Fragmento de texto:
#####
El hecho de nacer en 1868 a orillas del río Marne, en la Isla de Francia, lugar de numerosas batallas desde Teodorico y Atila hasta ser punto de inflexión dentro de la llamada “guerra de movimientos” durante la Primera Guerra Mundial, pudiera ser el motivo de su carácter temerario, inconformista, tenaz y poliédrico.
Ser hija de un profesor hugonote, librepensador y militante republicano, que tenía como amigos a Reclus y a Víctor Hugo, y de una devota católica de origen escandinavo condicionó su infancia. Alexandra bebió desde joven de la biblioteca de su padre, huido a Bélgica por la feroz represión que siguió a la Comuna de Paris, donde, a pesar de su largo linaje burgués, participó activamente. Julio Verne, Stirner, Hegel, Marx, Bakunin fueron los autores en los que la inició el que fuera su tutor político e intelectual, Reclus, quien prologó su primer libro, Elogio a la vida. En esa primera obra ya escandalizó por la aseveración que expuso: “Obedecer es morir”.
Más tarde recaló en La Fronde, de Marguerite Durand. Es obligado recordar aquí la enorme importancia de esta publicación dreyfusard y diaria, que debe su denominación a la rebelión de la Fronda en 1648 contra la monarquía, en la que los sublevados portaban frondes, tirachinas. Fue dirigida, escrita, editada y vendida por mujeres, y trababa temas de igualdad, política y literatura. Su fundadora decidió poner en marcha este periódico feminista tras haber sido enviada por Le Figaro al Congreso Feminista Internacional. La rebeldía de Alexandra hizo que allá no parase mucho tiempo, pues ella no estaba por la lucha a favor del voto femenino, sino por la emancipación económica de las obreras. Contradicciones aparte, se lanzó a conocer mundo a los 18 años gracias a la herencia de su abuela. Primero en bicicleta, con tan sólo un impermeable y las Máximas de Epicteto; sola, transitando por España, Italia y Suiza. Luego iría hacia la India y Ceilán.
#####
Datos:

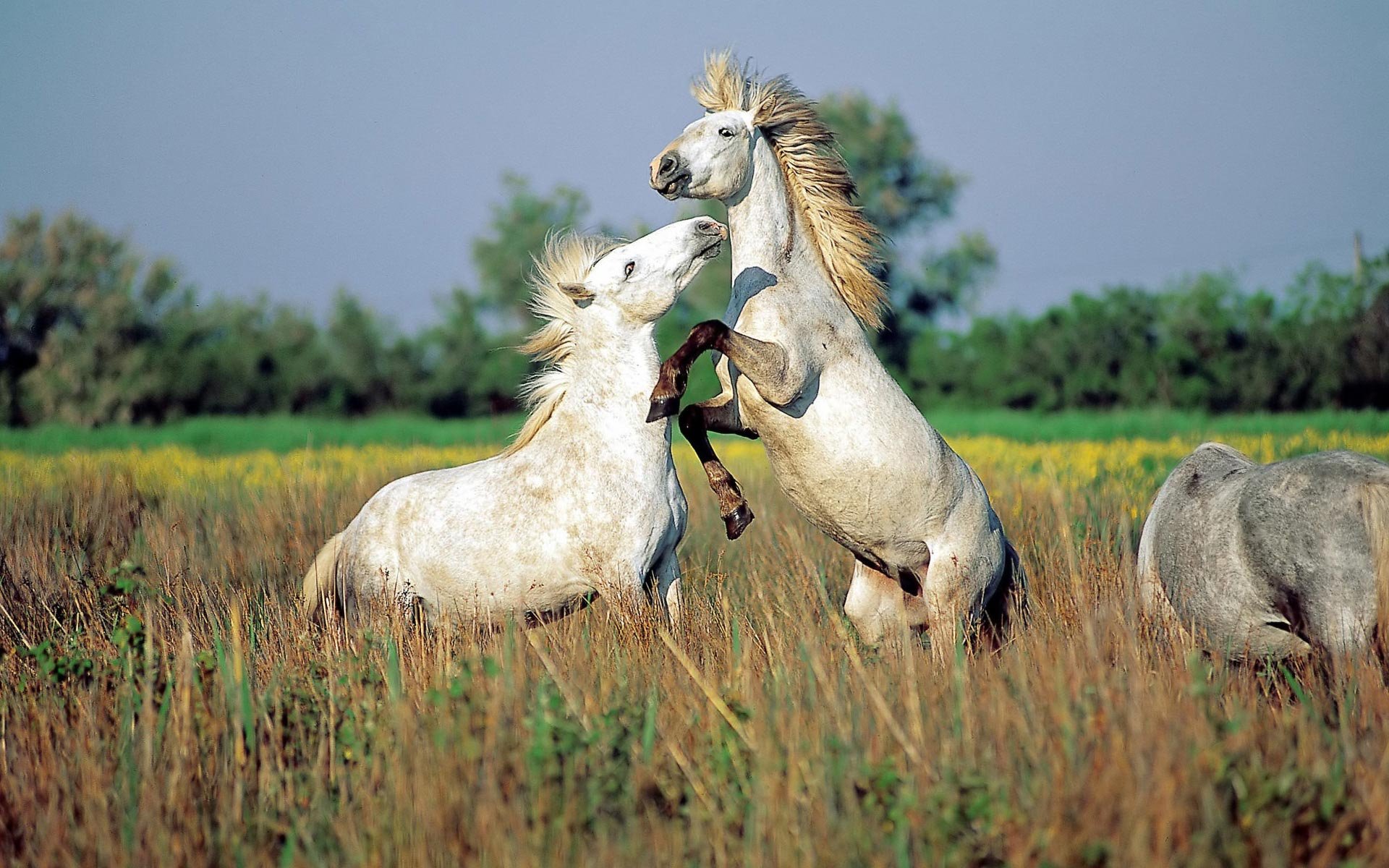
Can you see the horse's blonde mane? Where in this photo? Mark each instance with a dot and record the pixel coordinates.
(567, 259)
(816, 175)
#####
Tareas a realizar:
• A. En el texto sobre Alexandra, ¿a qué edad empezó a viajar por el mundo y con qué dinero lo hizo?
• B. Sigue escribiendo el texto sobre Alexandra a partir de su última frase.

Resultados esperados:
• A. A los 18 años, gracias a la herencia de su abuela.

• B.
Cuando la pequeña fortuna se acabó se puso a trabajar como actriz, periodista, fotógrafa y soprano, ya que había completado estudios en el Conservatorio Real de Bruselas y era una virtuosa del bel canto. Fue Massenet quien la apadrinó para que formase parte de la ópera de Hanói y ello le dio la oportunidad de viajar por Indochina, Grecia y Túnez. En este último país, convivió desde los 32 hasta los 43 años con su mejor amigo, el ingeniero Philippe Néel, con el que llegaría a casarse. Durante toda su vida mantuvo con él una entrañable e ininterrumpida correspondencia de la que solo se conservan las cartas de ella. escribir sobre feminismo (Le féminisme rationnel, Féministe et Libertaire), los viajes en velero y las excursiones al desierto junto a su marido no terminaban de convencerla. “Marcharse o marchitarse” era su lema, así que dejó que Philippe administrara las propiedades familiares para costear su vida errante y salió en 1911 de nuevo hacia la India en un viaje del Ministerio de Educación francés. Se despidió para 18 meses y volvió 14 años después con un hijo que sería adoptado por ambos bajo el nombre de Albert Arthur Jongden.
En Nepal, el marajá puso una partida de elefantes a su disposición, en Sikkim, a los pies de los montes Himalaya, conoció al joven lama de 14 años, Aphur Yongden, que desde entonces sería su asistente, traductor y una vía hacia ese otro mundo en el que se adentraba. Este fue reconocido como un tulkou, emanación de Buda que regresa para ayudar a seres sintientes. Sus cenizas se arrojaron al Ganges junto a las de Alexandra, después de que esta le sobreviviese 14 años.
“El camino solo es atractivo cuando ignoramos adónde nos conduce”, así se expresaba y tal era su afán aventurero y su espíritu de alteridad, cultivado desde una visita al Museo Guimet en Paris, donde descubrió una estatua de Buda y quiso sentir “el sereno distanciamiento de todas las cosas”.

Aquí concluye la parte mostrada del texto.